ÉNONCÉS DES EXERCICES »
- A) Répondez aux questions suivantes d'après l'extrait :
(i) Selon le prologue de Frederic Chaume, à quoi correspondraient les modes de traduction, plutôt qu'à deux modes de visionnement d'un film ?
(ii) Quel genre filmique Martí Ferriol a-t-il été poussé à étudier plus précisément ?
(iii) Quels films auraient été, selon l'extrait, un meilleur choix pour étudier l'impact du mode de traduction ?
- B) Recopiez fidèlement le passage de l'extrait qui commence par « Dans le prologue » et se poursuit jusqu'à « l’intérêt du lecteur. ».

EXTRAIT DU DOCUMENT »
+ + +
Dans le prologue de Frederic Chaume, celui-ci avance, dès le titre, que les modes de traduction ne seraient pas simplement deux modes de visionnement d’un film, mais plutôt le visionnement de deux films très différents. Cette question, sans être nouvelle (voir notamment Pettit 2004 ou Ramière 2004), demeure essentielle et pique l’intérêt du lecteur.
Dans l’introduction, Martí Ferriol décrit son amour du cinéma indépendant, l’ayant poussé à étudier plus précisément ce genre filmique. Il souligne entre autres que l’un des avantages du genre est que les films indépendants bénéficient souvent de deux traductions avant même leur sortie en DVD. En effet, ils sont dans un premier temps sous-titrés et destinés plutôt à une clientèle « d’intellectuels ». Or, cette élite, plus éduquée, premièrement, ne rechigne pas à lire les sous-titres[1] et, deuxièmement – l’anglais ayant quasiment un statut de lingua franca – pourrait fort bien comprendre la version originale sans avoir besoin des sous-titres. Par la suite, certains de ces films indépendants retiendront l’attention d’une plus grande frange du public, notamment s’ils gagnent des prix dans des festivals prestigieux (ce qui est le cas de tous les films du corpus[2]), et bénéficieront d’une seconde traduction, cette fois-ci par doublage. En somme, en étudiant les films indépendants, le mode de traduction n’est pas le seul élément qui change : le public visé devrait être pris en compte, ce qui n’est pas le cas ici. L’hypothèse de base, qui est d’affirmer que l’on traduit différemment en sous-titrage qu’en doublage (vérité de La Palisse s’il en est, ne serait-ce que par les contraintes techniques) est donc mise à mal, vu le corpus retenu. Il nous semble que les blockbusters américains, par exemple, auraient été un meilleur choix pour étudier l’impact du mode de traduction, à l’exclusion de tout autre facteur.
+ + +
DONNÉES SOURCES »
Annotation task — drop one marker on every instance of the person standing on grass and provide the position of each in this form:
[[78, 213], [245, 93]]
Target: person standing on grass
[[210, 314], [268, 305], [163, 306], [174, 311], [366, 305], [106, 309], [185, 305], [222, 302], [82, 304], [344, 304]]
+ + +
CORRIGÉ DES EXERCICES »
- A)
(i) Au visionnement de deux films très différents.
(ii) Le cinéma indépendant.
(iii) Les blockbusters américains.

- B)
Dans le prologue de Frederic Chaume, celui-ci avance, dès le titre, que les modes de traduction ne seraient pas simplement deux modes de visionnement d’un film, mais plutôt le visionnement de deux films très différents. Cette question, sans être nouvelle (voir notamment Pettit 2004 ou Ramière 2004), demeure essentielle et pique l’intérêt du lecteur.